» What you are asked to do: Change "single dot" to "single point" everywhere in the records below, and leave all other text unchanged.

» Excerpted records:
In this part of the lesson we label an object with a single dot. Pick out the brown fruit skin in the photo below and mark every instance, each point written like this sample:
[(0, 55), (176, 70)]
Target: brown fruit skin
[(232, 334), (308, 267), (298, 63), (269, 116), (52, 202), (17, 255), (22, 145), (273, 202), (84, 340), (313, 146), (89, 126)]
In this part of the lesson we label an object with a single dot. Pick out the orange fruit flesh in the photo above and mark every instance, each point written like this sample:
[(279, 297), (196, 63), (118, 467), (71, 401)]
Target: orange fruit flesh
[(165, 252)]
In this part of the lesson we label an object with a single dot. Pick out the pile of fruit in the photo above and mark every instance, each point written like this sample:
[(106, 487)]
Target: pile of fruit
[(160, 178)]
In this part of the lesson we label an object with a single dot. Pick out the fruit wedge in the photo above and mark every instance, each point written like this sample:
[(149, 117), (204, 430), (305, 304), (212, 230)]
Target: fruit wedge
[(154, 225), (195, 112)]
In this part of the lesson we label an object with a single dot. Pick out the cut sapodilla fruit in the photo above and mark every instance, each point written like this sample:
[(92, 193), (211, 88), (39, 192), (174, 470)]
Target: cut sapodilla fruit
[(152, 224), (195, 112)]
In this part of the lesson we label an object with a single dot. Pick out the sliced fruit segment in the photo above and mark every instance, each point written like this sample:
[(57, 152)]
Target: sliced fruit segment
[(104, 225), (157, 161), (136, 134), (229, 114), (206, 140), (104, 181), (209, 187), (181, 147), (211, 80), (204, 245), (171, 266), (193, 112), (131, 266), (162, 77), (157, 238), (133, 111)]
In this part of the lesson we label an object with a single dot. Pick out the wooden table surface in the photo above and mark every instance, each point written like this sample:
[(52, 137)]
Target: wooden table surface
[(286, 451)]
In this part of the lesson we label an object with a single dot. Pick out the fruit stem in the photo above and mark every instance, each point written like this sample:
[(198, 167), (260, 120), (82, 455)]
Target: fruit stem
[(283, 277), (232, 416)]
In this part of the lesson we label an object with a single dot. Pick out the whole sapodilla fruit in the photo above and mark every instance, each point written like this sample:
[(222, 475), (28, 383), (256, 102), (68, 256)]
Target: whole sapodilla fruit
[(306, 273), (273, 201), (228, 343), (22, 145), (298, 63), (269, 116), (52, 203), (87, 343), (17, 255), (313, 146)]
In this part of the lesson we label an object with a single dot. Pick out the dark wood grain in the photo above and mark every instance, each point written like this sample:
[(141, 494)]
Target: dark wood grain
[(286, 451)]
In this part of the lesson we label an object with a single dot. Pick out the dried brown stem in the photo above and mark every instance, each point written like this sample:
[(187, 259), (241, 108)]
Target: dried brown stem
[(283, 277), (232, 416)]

» Solution to this problem:
In this part of the lesson we label an object with a single point. Pick out the brown fruit skin in the photo below and mark every instance, each point written like this sample:
[(0, 55), (176, 70)]
Target: brown fruit skin
[(232, 334), (308, 267), (298, 63), (269, 116), (52, 202), (17, 255), (22, 145), (273, 202), (84, 340), (313, 146), (89, 126)]
In this part of the lesson we label an object with a single point. Pick out the orange fruit flesh in the photo above and mark every instance, each point written like this sample:
[(279, 297), (196, 63), (118, 467), (71, 401)]
Target: orange fruit flesh
[(165, 252)]
In this part of the lesson we label an object with a single point. Pick out the pile of fruit in the photo above and mark every instance, each point written like this sample:
[(106, 487)]
Target: pile of fruit
[(160, 178)]
In this part of the lesson we label an object with a single point. Pick out the fruit wedge in the photo above and mark every instance, each point written like this sample:
[(149, 117), (204, 430), (305, 304), (212, 230)]
Target: fruit wedge
[(154, 225), (195, 112)]
In this part of the lesson we label an object with a single point. Pick out the cut sapodilla fruit in the photo above and mark every instance, each point written like this sample:
[(92, 193), (211, 88), (39, 192), (174, 470)]
Target: cut sapodilla fruit
[(152, 224), (195, 112)]
In this part of the lesson we label an object with a single point. Pick out the sliced fruit segment in the photo above and mark every instance, each point written like this sample:
[(57, 152)]
Target: sliced fruit segment
[(104, 225), (157, 161), (136, 134), (229, 114), (206, 140), (104, 181), (209, 187), (181, 147), (211, 80), (204, 245), (171, 266), (193, 112), (131, 266), (162, 77), (157, 238), (133, 111)]
In this part of the lesson we label an object with a single point. Pick out the wooden table surface in the photo above and mark every instance, each point written like this sample:
[(52, 137)]
Target: wooden table surface
[(286, 451)]
In this part of the lesson we label an object with a single point. Pick out the fruit stem in the photo above and mark every instance, each point written like this sample:
[(198, 167), (260, 120), (82, 455)]
Target: fruit stem
[(283, 277), (232, 416)]
In this part of the lesson we label an object with a single point. Pick out the whole sapodilla fruit in the photo above and mark every instance, each point written like this sample:
[(222, 475), (28, 383), (256, 102), (68, 256)]
Target: whole sapodilla fruit
[(306, 273), (273, 201), (228, 343), (22, 145), (298, 63), (269, 116), (52, 203), (87, 343), (17, 255), (313, 146)]
In this part of the lesson we label an object with a single point. Pick out the dark wood grain in the photo above and mark every instance, each point written like this sample:
[(141, 494)]
Target: dark wood grain
[(286, 451)]
In this part of the lesson we label an object with a single point. Pick out the dried brown stem in the photo above and mark every instance, each point written like this sample:
[(187, 259), (241, 108)]
Target: dried brown stem
[(283, 277), (232, 416)]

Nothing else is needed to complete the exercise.